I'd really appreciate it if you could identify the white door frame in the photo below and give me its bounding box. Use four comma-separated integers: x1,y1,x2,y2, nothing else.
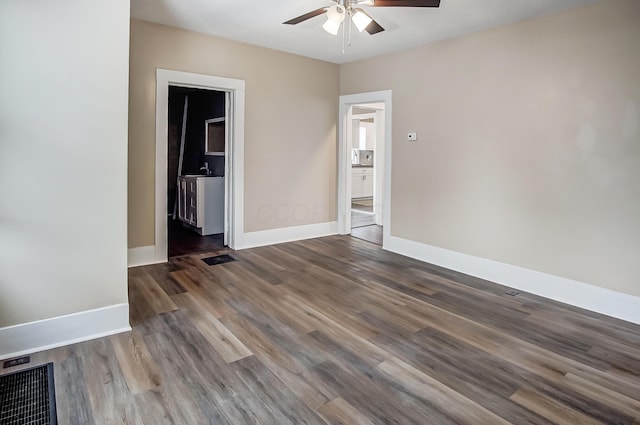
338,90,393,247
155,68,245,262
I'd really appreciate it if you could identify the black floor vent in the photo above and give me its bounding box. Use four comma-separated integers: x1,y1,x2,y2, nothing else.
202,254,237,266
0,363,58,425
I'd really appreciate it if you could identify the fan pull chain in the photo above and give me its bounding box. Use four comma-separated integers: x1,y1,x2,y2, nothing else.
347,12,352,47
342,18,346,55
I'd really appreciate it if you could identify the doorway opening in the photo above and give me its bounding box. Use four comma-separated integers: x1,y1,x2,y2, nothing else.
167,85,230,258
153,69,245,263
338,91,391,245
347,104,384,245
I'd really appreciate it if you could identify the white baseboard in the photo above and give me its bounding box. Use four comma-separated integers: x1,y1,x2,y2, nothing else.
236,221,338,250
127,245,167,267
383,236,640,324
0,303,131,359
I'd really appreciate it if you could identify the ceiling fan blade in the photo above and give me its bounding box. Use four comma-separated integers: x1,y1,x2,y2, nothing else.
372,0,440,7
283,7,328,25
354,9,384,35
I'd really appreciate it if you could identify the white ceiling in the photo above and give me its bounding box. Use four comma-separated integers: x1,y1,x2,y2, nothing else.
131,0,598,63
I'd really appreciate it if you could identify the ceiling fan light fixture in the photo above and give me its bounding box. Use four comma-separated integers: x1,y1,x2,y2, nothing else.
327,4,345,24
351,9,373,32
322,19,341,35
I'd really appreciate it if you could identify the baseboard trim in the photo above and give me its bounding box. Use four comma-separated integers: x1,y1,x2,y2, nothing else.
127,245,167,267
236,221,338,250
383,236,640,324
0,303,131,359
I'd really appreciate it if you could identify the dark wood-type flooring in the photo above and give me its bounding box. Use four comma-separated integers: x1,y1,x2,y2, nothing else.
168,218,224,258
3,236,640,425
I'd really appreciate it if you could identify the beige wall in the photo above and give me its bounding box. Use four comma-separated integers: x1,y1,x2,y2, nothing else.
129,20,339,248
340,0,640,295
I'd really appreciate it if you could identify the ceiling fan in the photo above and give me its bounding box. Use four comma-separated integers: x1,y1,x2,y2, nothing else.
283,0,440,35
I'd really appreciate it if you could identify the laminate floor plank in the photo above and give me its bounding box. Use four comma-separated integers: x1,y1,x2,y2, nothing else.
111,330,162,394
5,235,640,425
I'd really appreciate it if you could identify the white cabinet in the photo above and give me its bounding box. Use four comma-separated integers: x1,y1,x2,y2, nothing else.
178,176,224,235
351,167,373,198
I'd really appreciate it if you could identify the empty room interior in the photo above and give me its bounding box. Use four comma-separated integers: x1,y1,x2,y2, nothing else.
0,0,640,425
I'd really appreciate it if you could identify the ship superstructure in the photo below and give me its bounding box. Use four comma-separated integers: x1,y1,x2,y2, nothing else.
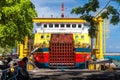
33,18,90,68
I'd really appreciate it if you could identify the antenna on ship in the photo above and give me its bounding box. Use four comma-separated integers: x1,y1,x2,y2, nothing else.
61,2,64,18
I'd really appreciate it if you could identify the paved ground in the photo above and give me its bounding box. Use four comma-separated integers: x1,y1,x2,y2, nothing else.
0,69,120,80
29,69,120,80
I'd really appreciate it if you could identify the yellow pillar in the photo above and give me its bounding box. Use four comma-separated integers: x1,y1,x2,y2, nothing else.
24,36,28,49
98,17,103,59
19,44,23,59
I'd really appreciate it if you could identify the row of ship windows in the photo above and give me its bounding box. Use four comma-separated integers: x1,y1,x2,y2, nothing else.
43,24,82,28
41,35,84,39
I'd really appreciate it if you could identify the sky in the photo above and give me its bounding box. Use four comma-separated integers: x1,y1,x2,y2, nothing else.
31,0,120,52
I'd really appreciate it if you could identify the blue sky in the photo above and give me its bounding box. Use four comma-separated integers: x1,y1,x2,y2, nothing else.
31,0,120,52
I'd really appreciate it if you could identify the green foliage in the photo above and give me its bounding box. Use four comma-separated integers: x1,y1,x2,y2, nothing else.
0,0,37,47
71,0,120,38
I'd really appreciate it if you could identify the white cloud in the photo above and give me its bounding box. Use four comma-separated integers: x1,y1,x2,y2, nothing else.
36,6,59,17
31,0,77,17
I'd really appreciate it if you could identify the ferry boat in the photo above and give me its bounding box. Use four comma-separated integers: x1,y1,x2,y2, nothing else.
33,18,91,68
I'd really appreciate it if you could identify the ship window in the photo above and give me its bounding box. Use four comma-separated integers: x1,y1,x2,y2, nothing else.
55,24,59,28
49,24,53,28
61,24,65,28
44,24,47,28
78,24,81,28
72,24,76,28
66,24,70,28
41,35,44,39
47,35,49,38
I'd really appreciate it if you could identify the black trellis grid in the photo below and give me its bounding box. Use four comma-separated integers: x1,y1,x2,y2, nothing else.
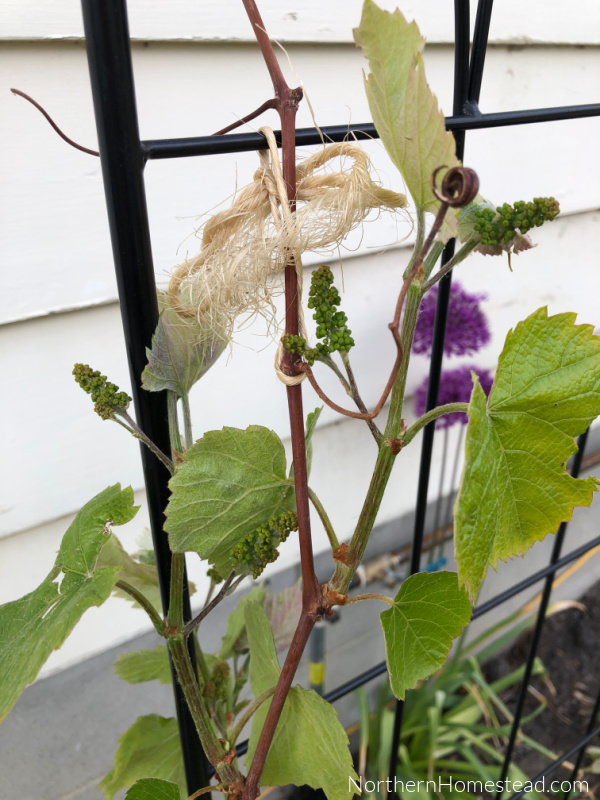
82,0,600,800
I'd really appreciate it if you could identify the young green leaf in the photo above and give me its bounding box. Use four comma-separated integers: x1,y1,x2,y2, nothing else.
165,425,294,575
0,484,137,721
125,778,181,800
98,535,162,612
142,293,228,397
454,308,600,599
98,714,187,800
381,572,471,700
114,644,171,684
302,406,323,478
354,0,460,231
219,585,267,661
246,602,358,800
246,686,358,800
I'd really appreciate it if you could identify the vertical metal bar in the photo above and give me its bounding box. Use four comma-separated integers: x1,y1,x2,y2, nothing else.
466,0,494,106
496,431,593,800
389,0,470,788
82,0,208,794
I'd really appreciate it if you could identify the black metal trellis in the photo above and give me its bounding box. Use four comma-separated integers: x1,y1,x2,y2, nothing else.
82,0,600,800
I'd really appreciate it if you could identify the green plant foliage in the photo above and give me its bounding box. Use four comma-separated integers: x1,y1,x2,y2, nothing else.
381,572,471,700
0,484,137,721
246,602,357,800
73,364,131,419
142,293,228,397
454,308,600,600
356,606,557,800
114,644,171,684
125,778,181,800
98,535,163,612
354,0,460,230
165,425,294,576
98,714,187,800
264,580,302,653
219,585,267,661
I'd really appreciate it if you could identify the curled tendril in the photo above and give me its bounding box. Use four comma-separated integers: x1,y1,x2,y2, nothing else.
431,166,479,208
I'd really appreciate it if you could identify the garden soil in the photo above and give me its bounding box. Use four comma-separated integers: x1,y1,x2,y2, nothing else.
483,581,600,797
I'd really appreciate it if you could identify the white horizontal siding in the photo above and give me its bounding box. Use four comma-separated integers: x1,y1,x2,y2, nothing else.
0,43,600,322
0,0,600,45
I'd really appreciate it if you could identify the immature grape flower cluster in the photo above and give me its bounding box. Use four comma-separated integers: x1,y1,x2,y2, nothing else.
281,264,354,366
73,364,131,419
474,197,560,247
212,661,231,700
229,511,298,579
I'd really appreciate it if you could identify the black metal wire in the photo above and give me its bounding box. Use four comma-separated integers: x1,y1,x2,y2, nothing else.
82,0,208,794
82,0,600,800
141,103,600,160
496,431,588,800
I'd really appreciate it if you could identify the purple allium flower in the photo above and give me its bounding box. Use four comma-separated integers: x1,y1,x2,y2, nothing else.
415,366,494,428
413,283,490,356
****************
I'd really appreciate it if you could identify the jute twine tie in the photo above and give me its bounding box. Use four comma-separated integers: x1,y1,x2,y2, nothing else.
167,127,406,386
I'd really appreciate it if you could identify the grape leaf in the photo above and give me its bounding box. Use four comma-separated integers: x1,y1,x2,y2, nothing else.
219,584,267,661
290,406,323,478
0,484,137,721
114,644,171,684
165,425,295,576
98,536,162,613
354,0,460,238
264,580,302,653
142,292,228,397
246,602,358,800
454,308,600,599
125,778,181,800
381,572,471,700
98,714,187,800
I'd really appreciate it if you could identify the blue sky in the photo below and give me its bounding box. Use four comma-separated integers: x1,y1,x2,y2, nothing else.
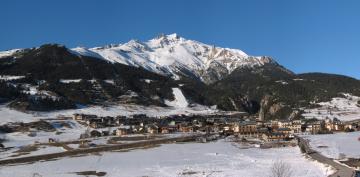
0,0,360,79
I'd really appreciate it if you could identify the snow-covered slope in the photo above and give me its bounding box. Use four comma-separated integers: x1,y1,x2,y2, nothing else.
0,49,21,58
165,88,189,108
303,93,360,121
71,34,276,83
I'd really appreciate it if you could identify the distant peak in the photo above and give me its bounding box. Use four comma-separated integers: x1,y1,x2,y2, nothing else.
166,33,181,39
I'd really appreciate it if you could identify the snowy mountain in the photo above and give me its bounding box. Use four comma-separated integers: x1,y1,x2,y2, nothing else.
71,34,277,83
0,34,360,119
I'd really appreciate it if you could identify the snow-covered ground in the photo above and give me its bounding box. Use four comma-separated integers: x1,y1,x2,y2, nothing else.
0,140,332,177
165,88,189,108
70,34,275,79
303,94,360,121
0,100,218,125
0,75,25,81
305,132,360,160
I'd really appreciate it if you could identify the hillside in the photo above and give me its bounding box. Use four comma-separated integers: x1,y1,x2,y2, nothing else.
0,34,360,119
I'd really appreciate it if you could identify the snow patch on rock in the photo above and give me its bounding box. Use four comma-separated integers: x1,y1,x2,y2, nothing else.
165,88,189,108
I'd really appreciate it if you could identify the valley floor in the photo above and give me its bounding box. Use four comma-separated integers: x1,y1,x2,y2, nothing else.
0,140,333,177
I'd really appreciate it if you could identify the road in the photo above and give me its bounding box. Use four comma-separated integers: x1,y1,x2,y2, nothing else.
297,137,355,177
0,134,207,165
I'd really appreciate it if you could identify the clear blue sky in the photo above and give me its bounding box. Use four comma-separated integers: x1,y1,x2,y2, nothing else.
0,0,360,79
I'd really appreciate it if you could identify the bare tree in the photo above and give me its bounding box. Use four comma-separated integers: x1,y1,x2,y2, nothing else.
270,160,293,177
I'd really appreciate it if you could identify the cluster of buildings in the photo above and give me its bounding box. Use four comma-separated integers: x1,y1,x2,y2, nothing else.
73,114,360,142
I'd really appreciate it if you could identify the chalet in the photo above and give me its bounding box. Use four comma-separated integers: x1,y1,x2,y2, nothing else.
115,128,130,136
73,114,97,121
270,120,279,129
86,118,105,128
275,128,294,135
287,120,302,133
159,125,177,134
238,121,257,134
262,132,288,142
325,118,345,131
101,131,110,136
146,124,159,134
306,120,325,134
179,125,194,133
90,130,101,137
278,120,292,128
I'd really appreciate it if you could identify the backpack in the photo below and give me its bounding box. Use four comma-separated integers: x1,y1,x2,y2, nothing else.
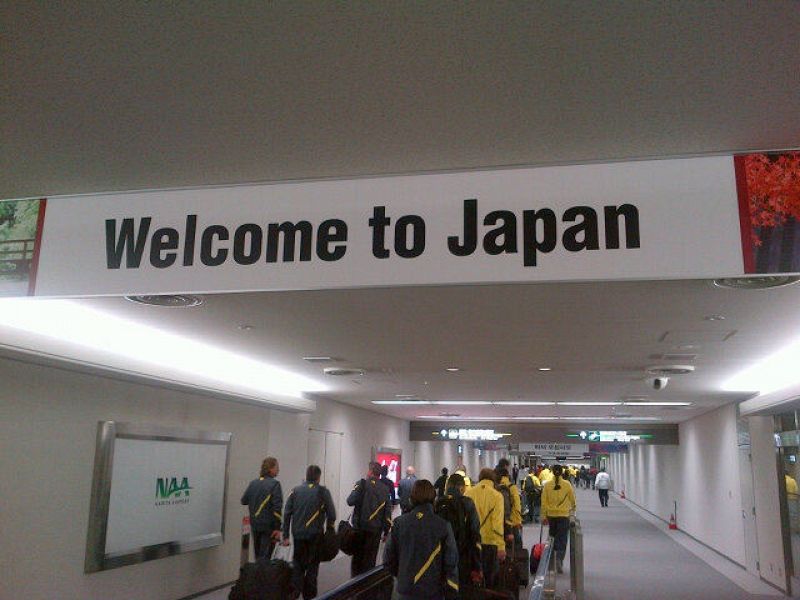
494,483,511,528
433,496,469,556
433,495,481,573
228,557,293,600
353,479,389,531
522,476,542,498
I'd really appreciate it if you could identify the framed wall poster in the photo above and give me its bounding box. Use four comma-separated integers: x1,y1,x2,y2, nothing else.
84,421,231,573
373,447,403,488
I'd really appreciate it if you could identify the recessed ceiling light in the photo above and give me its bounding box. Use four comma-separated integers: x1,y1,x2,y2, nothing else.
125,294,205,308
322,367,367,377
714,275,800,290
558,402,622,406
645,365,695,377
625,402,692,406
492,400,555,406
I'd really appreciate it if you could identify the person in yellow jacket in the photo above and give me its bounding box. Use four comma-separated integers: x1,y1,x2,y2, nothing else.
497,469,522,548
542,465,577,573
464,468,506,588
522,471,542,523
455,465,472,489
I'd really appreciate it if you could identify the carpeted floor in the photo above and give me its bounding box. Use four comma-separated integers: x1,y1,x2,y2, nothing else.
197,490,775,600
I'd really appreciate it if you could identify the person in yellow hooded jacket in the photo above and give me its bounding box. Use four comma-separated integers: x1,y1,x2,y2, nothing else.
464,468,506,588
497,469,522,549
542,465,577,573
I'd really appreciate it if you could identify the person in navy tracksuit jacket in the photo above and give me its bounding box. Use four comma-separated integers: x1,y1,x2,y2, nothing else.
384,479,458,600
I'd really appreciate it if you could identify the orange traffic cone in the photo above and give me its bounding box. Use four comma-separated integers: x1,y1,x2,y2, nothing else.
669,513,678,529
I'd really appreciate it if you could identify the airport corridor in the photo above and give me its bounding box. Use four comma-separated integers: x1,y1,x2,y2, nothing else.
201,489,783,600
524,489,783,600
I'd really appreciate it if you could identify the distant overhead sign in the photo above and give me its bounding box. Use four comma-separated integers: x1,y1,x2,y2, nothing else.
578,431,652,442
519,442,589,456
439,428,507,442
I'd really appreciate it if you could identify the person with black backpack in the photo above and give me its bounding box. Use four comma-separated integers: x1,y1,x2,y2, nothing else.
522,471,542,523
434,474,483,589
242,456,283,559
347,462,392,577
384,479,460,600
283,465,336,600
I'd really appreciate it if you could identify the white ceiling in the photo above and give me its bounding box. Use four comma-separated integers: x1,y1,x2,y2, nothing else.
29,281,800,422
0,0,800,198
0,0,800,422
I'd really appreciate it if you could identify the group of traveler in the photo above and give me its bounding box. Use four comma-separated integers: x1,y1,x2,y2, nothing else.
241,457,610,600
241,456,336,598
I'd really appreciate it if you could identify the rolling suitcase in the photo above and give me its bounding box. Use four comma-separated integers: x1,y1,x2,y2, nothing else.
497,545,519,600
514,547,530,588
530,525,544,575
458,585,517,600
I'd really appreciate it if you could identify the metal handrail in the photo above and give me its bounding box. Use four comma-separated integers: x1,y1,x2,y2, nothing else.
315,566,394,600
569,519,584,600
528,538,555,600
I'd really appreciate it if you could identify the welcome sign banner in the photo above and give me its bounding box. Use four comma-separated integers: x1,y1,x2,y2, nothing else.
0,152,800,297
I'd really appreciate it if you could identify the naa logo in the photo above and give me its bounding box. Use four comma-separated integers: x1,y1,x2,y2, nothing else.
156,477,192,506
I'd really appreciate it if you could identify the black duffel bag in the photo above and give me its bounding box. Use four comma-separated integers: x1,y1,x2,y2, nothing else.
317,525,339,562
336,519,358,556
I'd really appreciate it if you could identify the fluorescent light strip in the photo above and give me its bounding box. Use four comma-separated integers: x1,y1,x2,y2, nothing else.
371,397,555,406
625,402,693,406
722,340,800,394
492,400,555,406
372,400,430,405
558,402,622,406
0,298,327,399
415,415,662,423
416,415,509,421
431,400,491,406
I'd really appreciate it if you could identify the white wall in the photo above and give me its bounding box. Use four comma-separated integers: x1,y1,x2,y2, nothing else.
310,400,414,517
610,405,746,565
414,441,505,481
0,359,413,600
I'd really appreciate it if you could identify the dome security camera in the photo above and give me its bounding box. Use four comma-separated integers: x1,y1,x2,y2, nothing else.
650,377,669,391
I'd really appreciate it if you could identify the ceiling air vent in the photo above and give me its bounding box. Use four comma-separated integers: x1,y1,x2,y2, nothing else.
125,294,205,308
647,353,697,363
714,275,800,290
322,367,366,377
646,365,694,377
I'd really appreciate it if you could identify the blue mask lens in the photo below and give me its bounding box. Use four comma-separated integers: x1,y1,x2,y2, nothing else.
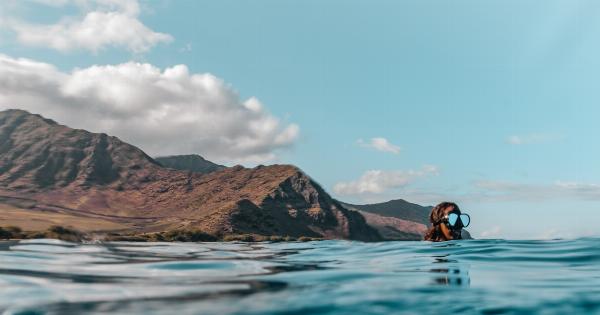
****************
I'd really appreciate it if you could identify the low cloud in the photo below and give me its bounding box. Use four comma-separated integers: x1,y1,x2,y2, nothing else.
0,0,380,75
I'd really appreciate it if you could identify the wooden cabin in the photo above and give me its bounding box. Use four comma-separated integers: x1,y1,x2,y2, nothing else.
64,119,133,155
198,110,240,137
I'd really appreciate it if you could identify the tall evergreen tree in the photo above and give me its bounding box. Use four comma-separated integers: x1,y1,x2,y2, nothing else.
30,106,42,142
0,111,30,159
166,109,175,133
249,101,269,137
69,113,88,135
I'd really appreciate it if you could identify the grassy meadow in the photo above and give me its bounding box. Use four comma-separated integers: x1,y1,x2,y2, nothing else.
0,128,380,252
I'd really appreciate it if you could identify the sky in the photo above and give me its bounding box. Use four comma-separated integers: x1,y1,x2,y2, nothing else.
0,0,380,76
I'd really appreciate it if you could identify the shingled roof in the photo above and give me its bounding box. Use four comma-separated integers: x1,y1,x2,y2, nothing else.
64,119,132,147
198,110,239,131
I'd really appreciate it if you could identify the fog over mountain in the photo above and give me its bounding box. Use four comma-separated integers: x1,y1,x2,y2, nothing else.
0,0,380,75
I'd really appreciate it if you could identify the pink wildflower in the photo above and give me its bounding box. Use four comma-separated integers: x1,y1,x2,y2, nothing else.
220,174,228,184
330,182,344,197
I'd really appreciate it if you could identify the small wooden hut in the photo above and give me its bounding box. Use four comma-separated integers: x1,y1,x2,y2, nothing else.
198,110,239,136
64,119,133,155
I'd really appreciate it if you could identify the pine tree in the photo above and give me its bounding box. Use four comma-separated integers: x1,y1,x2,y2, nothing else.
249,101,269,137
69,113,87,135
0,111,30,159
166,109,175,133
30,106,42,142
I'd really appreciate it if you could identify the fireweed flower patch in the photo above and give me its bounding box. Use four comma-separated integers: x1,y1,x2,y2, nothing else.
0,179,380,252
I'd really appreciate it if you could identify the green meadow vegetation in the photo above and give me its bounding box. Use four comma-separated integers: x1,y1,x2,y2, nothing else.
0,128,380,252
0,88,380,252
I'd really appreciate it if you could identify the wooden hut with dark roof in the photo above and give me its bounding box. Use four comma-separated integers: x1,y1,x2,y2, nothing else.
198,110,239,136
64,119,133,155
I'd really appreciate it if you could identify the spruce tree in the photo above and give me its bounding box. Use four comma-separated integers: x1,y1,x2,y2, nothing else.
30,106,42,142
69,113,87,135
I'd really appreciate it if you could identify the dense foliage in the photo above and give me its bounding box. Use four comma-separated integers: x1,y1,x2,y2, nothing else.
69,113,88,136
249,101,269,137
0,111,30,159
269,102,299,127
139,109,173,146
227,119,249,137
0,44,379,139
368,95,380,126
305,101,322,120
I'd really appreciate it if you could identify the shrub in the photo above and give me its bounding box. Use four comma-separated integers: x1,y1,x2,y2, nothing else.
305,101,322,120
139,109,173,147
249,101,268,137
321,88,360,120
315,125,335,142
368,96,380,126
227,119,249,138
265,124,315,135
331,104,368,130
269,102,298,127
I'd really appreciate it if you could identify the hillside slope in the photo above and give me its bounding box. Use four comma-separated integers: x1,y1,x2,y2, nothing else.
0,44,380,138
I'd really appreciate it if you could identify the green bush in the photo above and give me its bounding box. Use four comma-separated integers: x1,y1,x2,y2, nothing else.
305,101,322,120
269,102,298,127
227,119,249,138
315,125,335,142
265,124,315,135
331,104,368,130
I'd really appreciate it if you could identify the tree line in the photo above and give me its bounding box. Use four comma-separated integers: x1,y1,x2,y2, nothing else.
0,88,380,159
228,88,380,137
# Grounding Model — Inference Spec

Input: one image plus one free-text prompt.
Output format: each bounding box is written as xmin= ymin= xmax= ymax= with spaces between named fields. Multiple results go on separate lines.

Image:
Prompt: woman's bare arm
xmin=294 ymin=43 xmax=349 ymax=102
****************
→ WRITTEN EXERCISE: Copy the records above line for line, starting at the line that contains "I'd really appreciate it if you could identify the young" and stopping after the line that contains "246,686,358,800".

→ PROBLEM SOLUTION:
I'd really appreciate it if you could identify the young green leaf in the photo above and give me its bounding box. Use four comma-separated integers: x1,y1,x2,y2, nothing else.
165,425,294,575
0,484,137,721
125,778,181,800
98,535,162,612
142,293,228,397
454,308,600,599
98,714,187,800
381,572,471,700
114,644,171,684
302,406,323,478
354,0,460,231
219,585,267,661
246,602,358,800
246,686,358,800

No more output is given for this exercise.